-- begin --

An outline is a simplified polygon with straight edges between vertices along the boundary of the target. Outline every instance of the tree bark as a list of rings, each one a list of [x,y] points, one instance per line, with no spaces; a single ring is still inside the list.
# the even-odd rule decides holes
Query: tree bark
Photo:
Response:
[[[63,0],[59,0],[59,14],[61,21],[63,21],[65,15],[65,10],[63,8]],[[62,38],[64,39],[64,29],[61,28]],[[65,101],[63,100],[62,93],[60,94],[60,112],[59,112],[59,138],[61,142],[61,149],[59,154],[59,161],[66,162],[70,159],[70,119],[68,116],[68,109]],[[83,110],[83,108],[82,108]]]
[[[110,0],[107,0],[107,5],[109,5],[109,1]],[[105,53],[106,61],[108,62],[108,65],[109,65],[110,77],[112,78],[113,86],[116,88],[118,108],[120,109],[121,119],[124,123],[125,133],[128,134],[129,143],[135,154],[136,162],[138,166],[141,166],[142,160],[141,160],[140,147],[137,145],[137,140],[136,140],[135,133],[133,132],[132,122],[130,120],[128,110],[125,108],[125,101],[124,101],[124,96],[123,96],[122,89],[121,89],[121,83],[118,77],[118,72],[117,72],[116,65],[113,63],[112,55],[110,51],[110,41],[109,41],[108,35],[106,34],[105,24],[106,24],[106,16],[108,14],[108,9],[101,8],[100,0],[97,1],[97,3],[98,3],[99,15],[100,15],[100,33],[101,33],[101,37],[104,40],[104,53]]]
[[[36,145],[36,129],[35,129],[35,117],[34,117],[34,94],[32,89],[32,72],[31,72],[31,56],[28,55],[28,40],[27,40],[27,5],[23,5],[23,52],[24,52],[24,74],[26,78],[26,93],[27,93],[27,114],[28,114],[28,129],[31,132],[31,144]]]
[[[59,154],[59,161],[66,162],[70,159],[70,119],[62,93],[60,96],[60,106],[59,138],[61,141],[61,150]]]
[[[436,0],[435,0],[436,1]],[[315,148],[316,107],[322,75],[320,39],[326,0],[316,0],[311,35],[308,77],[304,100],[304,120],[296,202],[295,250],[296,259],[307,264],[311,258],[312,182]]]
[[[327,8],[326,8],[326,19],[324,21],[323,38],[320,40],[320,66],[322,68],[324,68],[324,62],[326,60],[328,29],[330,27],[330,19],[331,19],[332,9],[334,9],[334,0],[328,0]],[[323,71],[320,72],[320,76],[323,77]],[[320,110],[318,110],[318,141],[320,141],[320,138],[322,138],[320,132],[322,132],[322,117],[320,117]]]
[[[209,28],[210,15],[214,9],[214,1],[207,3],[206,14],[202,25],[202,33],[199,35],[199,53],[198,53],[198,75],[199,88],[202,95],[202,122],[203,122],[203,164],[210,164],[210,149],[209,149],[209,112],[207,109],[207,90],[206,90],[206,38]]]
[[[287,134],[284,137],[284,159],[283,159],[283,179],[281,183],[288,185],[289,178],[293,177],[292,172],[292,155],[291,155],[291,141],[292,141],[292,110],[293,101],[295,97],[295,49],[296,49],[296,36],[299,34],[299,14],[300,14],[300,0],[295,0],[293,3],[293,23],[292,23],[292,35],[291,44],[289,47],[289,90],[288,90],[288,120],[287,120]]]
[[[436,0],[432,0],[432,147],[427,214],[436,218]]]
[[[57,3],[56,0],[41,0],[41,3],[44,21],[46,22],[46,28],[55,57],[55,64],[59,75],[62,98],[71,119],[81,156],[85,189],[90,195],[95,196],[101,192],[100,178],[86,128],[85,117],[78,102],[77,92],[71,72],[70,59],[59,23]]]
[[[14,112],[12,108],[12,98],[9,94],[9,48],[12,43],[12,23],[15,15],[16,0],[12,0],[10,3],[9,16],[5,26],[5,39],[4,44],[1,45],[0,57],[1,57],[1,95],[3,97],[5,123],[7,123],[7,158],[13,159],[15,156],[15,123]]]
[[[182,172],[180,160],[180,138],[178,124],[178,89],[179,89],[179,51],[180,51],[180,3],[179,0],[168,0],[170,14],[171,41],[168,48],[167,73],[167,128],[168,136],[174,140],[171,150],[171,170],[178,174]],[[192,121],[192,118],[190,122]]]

-- end --

Your task is to transcribe the listing above in full, exactly as given.

→ **Exercise response**:
An outline is a simplified polygon with straight edges between vertices along the boundary of the target. Outline every instance of the tree bark as a list of rings, each one a list of [x,y] points, one instance per line, with no spaces; a single ring is still inside the list.
# the even-odd rule decides holes
Query: tree bark
Photo:
Response:
[[[63,0],[59,0],[59,14],[61,21],[63,21],[65,15],[65,10],[63,8]],[[62,38],[64,39],[64,29],[61,28]],[[65,101],[63,100],[62,93],[60,94],[60,112],[59,112],[59,138],[61,142],[61,149],[59,154],[59,161],[66,162],[70,159],[70,119],[68,116],[68,109]],[[83,110],[83,108],[82,108]]]
[[[110,0],[107,0],[107,5],[109,5],[109,1]],[[105,53],[106,61],[108,62],[108,65],[109,65],[110,77],[112,78],[113,86],[116,88],[118,108],[120,109],[121,119],[124,123],[125,133],[128,134],[129,143],[135,154],[136,162],[138,166],[141,166],[142,160],[141,160],[140,147],[137,145],[137,140],[136,140],[135,133],[133,132],[132,122],[130,120],[128,110],[125,108],[125,101],[124,101],[124,96],[123,96],[122,89],[121,89],[121,83],[118,77],[118,72],[117,72],[116,65],[113,63],[112,55],[110,51],[110,41],[109,41],[108,35],[106,34],[105,24],[106,24],[106,16],[108,14],[108,9],[101,8],[100,0],[97,1],[97,3],[98,3],[99,15],[100,15],[100,33],[101,33],[101,37],[104,40],[104,53]]]
[[[36,145],[36,129],[35,129],[35,117],[34,117],[34,94],[32,89],[32,72],[31,72],[31,56],[28,55],[28,40],[27,40],[27,5],[23,5],[23,52],[24,52],[24,74],[26,78],[26,93],[27,93],[27,114],[28,114],[28,129],[31,132],[31,144]]]
[[[59,154],[59,161],[66,162],[70,159],[70,119],[62,93],[60,96],[60,106],[59,138],[61,141],[61,150]]]
[[[436,0],[435,0],[436,1]],[[315,148],[316,107],[322,75],[320,39],[326,0],[316,0],[311,35],[308,77],[304,100],[304,120],[296,202],[295,250],[296,259],[307,264],[311,258],[312,182]]]
[[[327,8],[326,8],[326,19],[324,21],[323,38],[320,40],[320,66],[322,68],[324,68],[324,62],[326,60],[328,29],[330,27],[330,19],[331,19],[332,9],[334,9],[334,0],[328,0]],[[323,71],[320,72],[320,76],[323,77]],[[320,110],[318,110],[318,141],[320,141],[320,138],[322,138],[320,132],[322,132],[322,117],[320,117]]]
[[[209,28],[210,15],[214,9],[214,1],[207,3],[206,14],[202,25],[202,33],[199,35],[199,53],[198,53],[198,75],[199,88],[202,95],[202,122],[203,122],[203,164],[210,164],[210,149],[209,149],[209,112],[207,109],[207,90],[206,90],[206,38]]]
[[[287,134],[284,137],[284,159],[283,159],[283,179],[281,183],[288,185],[289,178],[293,177],[292,172],[292,155],[291,155],[291,141],[292,141],[292,110],[293,101],[295,97],[295,49],[296,49],[296,36],[299,34],[299,14],[300,14],[300,0],[295,0],[293,3],[293,23],[292,23],[292,35],[291,44],[289,47],[289,90],[288,90],[288,120],[287,120]]]
[[[436,0],[432,0],[432,147],[427,214],[436,218]]]
[[[57,3],[56,0],[41,0],[41,3],[44,21],[46,22],[46,28],[55,57],[55,64],[59,75],[62,98],[71,119],[81,156],[85,189],[90,195],[95,196],[101,192],[100,178],[86,128],[85,117],[78,102],[77,92],[71,72],[70,59],[59,23]]]
[[[14,112],[12,108],[12,98],[9,94],[9,48],[12,43],[12,23],[15,15],[16,0],[12,0],[10,3],[9,16],[5,26],[5,39],[4,44],[1,45],[0,57],[1,57],[1,95],[3,97],[5,123],[7,123],[7,158],[13,159],[15,156],[15,123]]]
[[[182,172],[180,160],[180,138],[178,124],[178,89],[179,89],[179,51],[180,51],[180,3],[179,0],[168,0],[170,14],[171,41],[168,48],[167,73],[167,128],[168,136],[174,140],[171,150],[171,170],[178,174]],[[192,121],[192,118],[190,122]]]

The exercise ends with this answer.